Data provided START
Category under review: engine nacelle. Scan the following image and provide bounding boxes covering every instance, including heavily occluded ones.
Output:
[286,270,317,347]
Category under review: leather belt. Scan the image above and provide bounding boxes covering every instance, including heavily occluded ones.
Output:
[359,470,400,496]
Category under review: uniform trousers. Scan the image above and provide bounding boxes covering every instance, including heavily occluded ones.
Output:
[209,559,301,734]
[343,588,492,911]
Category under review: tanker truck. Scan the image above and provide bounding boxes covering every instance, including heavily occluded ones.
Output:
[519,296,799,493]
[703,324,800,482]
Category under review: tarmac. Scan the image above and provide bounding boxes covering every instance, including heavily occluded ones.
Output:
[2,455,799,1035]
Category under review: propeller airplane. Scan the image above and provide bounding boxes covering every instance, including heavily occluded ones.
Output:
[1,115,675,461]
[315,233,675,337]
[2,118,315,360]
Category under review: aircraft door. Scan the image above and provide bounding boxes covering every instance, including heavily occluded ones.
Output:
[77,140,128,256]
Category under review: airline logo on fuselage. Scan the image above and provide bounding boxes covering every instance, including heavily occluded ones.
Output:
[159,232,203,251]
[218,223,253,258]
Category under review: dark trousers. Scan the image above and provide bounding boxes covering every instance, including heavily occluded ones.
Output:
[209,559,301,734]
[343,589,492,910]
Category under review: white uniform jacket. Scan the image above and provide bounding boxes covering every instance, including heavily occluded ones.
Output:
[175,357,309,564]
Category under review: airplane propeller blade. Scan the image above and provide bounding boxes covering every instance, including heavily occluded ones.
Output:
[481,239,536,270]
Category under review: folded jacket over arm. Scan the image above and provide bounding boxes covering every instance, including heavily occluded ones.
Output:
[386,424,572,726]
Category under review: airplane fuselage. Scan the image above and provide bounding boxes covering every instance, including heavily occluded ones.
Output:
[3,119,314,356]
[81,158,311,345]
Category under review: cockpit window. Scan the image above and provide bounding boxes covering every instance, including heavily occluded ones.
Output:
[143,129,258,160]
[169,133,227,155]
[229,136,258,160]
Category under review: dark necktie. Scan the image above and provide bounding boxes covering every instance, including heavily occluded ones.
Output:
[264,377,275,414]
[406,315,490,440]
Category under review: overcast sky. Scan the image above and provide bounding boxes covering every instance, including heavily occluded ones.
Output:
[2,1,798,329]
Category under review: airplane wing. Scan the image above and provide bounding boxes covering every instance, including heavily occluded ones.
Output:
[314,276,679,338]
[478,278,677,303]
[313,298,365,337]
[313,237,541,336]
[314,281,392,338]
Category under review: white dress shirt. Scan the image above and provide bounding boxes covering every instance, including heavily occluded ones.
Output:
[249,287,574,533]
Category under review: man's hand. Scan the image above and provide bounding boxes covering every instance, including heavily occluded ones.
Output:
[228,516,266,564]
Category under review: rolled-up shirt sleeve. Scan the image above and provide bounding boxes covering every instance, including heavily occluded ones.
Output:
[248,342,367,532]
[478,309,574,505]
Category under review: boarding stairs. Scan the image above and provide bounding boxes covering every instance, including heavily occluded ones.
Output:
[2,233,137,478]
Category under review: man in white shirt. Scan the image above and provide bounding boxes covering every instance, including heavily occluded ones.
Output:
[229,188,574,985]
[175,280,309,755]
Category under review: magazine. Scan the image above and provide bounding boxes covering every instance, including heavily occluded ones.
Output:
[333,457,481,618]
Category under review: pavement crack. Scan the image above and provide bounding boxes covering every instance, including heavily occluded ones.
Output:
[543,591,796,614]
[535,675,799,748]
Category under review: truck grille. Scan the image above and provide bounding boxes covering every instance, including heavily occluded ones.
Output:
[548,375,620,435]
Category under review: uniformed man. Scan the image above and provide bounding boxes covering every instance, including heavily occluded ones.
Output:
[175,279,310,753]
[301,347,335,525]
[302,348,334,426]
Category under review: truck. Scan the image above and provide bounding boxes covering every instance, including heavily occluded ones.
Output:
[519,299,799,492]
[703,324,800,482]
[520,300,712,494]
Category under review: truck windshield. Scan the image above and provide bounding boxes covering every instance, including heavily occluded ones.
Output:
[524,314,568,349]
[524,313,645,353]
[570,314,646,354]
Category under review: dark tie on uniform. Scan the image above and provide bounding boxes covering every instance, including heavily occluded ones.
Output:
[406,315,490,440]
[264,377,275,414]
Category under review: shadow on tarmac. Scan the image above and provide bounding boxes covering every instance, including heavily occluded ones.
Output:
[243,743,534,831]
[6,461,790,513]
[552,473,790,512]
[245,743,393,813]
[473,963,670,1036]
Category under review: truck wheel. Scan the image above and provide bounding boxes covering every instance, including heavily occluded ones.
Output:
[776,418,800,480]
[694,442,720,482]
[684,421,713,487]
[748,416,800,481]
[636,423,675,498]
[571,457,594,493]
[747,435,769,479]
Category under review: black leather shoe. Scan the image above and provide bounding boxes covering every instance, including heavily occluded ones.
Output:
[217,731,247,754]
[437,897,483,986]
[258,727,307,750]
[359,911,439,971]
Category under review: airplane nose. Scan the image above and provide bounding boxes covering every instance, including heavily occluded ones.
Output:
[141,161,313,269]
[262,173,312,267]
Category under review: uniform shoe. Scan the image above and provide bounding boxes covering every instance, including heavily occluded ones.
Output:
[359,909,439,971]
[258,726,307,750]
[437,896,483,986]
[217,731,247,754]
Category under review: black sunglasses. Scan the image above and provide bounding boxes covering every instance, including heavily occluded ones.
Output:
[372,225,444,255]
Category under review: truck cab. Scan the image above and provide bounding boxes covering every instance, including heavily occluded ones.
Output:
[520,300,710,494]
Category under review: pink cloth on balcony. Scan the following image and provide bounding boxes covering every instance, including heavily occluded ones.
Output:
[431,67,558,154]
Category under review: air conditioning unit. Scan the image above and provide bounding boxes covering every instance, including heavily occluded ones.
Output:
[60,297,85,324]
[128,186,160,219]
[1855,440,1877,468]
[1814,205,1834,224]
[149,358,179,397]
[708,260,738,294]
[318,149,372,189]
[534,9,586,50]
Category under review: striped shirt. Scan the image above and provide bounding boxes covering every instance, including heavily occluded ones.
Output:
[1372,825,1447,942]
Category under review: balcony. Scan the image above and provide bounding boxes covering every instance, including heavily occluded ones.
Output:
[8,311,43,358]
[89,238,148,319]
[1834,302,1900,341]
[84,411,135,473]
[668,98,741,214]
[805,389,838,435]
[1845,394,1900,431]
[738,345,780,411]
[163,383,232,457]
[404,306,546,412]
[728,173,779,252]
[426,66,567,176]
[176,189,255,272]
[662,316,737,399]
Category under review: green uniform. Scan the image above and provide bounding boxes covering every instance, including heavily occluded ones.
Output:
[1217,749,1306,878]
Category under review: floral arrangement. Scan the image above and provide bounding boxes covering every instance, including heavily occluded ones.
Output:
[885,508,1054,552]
Data provided END
● Activity: Only the number should be given: how many lines in the data contain the string "tarmac".

● Completed task: 2